RECORDS SHOWN:
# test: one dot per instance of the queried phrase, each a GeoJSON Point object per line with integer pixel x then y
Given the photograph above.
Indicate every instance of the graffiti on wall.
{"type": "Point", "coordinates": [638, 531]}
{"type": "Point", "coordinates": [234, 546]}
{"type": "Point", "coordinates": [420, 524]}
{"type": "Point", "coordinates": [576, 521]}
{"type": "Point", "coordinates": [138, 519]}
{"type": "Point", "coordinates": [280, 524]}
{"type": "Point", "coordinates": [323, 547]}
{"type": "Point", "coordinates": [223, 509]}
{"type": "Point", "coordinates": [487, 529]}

WRITTEN PROBLEM:
Can you output all of the entries above again, word for word, with each line unchanged?

TASK RESULT:
# test: one dot per instance of the queried phrase, each a GeoJSON Point object per line with integer pixel x then y
Given the photograph above.
Indicate every instance of the graffiti on wall.
{"type": "Point", "coordinates": [638, 531]}
{"type": "Point", "coordinates": [234, 546]}
{"type": "Point", "coordinates": [420, 524]}
{"type": "Point", "coordinates": [576, 521]}
{"type": "Point", "coordinates": [138, 519]}
{"type": "Point", "coordinates": [280, 524]}
{"type": "Point", "coordinates": [323, 547]}
{"type": "Point", "coordinates": [223, 509]}
{"type": "Point", "coordinates": [487, 529]}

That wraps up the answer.